(Point annotation dataset listing)

+++

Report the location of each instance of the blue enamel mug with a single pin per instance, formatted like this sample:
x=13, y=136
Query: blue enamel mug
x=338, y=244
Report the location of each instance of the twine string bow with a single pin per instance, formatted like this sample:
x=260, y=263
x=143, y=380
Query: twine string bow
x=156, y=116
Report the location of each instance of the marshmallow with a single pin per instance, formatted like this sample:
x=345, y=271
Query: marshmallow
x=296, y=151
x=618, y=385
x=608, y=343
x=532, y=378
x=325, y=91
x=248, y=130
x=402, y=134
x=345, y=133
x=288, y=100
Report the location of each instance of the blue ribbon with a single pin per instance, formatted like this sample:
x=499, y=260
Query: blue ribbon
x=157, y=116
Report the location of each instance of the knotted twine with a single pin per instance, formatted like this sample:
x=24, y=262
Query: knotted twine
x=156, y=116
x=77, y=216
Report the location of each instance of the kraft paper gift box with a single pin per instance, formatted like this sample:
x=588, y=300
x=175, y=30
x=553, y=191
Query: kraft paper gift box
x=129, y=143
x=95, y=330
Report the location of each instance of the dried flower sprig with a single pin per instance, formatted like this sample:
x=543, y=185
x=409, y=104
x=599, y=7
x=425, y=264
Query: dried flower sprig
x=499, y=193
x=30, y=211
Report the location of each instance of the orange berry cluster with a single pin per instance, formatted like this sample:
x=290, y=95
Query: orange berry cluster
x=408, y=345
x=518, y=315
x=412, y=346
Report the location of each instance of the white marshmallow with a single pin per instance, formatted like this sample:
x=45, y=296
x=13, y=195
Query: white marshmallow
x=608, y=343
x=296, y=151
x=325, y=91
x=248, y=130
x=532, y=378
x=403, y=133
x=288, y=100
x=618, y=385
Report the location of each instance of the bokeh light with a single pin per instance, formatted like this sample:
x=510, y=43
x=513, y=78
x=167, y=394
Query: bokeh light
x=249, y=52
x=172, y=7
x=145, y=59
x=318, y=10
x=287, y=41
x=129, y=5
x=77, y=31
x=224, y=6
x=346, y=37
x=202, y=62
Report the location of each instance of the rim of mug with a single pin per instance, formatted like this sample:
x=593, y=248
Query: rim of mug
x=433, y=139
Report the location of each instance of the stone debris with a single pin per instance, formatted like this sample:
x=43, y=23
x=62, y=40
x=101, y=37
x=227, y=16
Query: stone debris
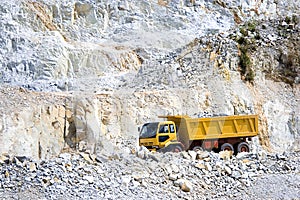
x=145, y=178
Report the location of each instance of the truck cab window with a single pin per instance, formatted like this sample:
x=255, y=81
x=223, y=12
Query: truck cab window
x=164, y=128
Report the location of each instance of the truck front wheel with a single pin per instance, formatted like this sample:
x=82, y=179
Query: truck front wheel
x=176, y=148
x=227, y=147
x=243, y=147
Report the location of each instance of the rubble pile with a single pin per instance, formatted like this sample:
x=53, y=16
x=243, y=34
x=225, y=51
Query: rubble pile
x=146, y=175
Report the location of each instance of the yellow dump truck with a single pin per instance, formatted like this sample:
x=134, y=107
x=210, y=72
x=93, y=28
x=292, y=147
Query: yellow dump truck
x=180, y=133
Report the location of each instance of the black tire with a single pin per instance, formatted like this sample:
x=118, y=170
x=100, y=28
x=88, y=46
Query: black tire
x=197, y=148
x=243, y=147
x=227, y=147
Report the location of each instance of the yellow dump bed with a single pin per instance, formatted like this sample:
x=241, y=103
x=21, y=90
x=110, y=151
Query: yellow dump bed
x=215, y=127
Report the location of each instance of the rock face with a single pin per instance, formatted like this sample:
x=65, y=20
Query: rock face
x=85, y=75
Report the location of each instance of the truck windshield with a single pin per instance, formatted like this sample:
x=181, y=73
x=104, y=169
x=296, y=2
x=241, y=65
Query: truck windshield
x=149, y=130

+++

Reproduce the entire listing above word for word, leaving out the images.

## The solution
Report the location of each instance of the blue enamel mug with a single pin per instance, formatted like this sample:
x=13, y=136
Query: blue enamel mug
x=338, y=244
Report the location of each instance of the twine string bow with a single pin per instance, formatted like this sample:
x=260, y=263
x=143, y=380
Query: twine string bow
x=156, y=116
Report the location of each instance of the marshmallow with a single pin per instance, formatted like this sample:
x=345, y=271
Query: marshmallow
x=296, y=151
x=618, y=385
x=608, y=343
x=532, y=378
x=325, y=91
x=248, y=130
x=402, y=134
x=345, y=133
x=288, y=100
Report the location of each instance of the blue ribbon with a single pin per instance, formatted like this sample:
x=499, y=260
Query: blue ribbon
x=157, y=116
Report the location of each instance of the knotted twine with a single pin per instance, formatted like this sample:
x=24, y=262
Query: knotted twine
x=156, y=116
x=77, y=216
Report the location of each instance of the kraft paper gift box with a single pin per instance, formatted like this sample:
x=588, y=300
x=175, y=30
x=553, y=191
Query: kraft paper gift box
x=129, y=143
x=95, y=330
Report the location of each instance of the dried flower sprig with a single pin per instance, formatted like this sample:
x=543, y=185
x=409, y=104
x=599, y=7
x=425, y=264
Query: dried flower sprig
x=499, y=193
x=30, y=211
Report the location of each instance of the orange berry cluster with a single pin per instance, formatted like this sample:
x=290, y=95
Query: orange berry cluster
x=408, y=345
x=518, y=315
x=412, y=346
Report the location of each instance of the white marshmallow with a single pin per instance, formatted like this sample:
x=45, y=296
x=13, y=195
Query: white marshmallow
x=608, y=343
x=296, y=151
x=325, y=91
x=248, y=130
x=532, y=378
x=403, y=133
x=288, y=100
x=618, y=385
Report the location of each instance of the bokeh light with a single pin per instance, formatted like this sample:
x=510, y=43
x=513, y=78
x=167, y=394
Query: bokeh light
x=249, y=52
x=172, y=7
x=145, y=59
x=318, y=10
x=287, y=41
x=129, y=5
x=77, y=31
x=224, y=6
x=346, y=37
x=202, y=62
Report the location of each instance of the rim of mug with a single pin per instance, formatted like this sample:
x=593, y=248
Query: rim of mug
x=433, y=139
Report the location of each instance of the stone debris with a single pin per instance, formatted like this sample:
x=43, y=23
x=62, y=40
x=101, y=37
x=227, y=16
Query: stone debris
x=145, y=178
Report the location of each instance of the truck cab window with a single pin per instance, formatted like this sample:
x=255, y=81
x=223, y=12
Query: truck cab window
x=164, y=128
Report the location of each instance of the truck front wheel with a single pin per instance, formatted like this sample:
x=82, y=179
Query: truck front wheel
x=176, y=148
x=227, y=147
x=243, y=147
Report the location of each instance of the rubble pile with a single pin per instance, formatted like this sample:
x=53, y=16
x=243, y=34
x=225, y=51
Query: rubble pile
x=146, y=175
Report the location of each instance of the yellow dump truck with a single pin per instance, formatted like this sample:
x=134, y=107
x=210, y=72
x=93, y=28
x=292, y=147
Query: yellow dump truck
x=180, y=133
Report the location of each instance of the black tire with a single pin per instance, formatted like this sample:
x=118, y=170
x=100, y=28
x=88, y=46
Query: black tire
x=197, y=148
x=243, y=147
x=227, y=147
Report the location of each instance of the yellow dump bed with a single pin per instance, formatted like this sample:
x=241, y=103
x=21, y=90
x=110, y=151
Query: yellow dump bed
x=215, y=127
Report the location of each instance of the rock face with a single pin per instance, formatted like this sample:
x=65, y=20
Query: rock face
x=85, y=75
Report the location of each instance of the truck windshield with a single pin per instance, formatted like this sample:
x=181, y=73
x=104, y=169
x=296, y=2
x=241, y=65
Query: truck windshield
x=149, y=130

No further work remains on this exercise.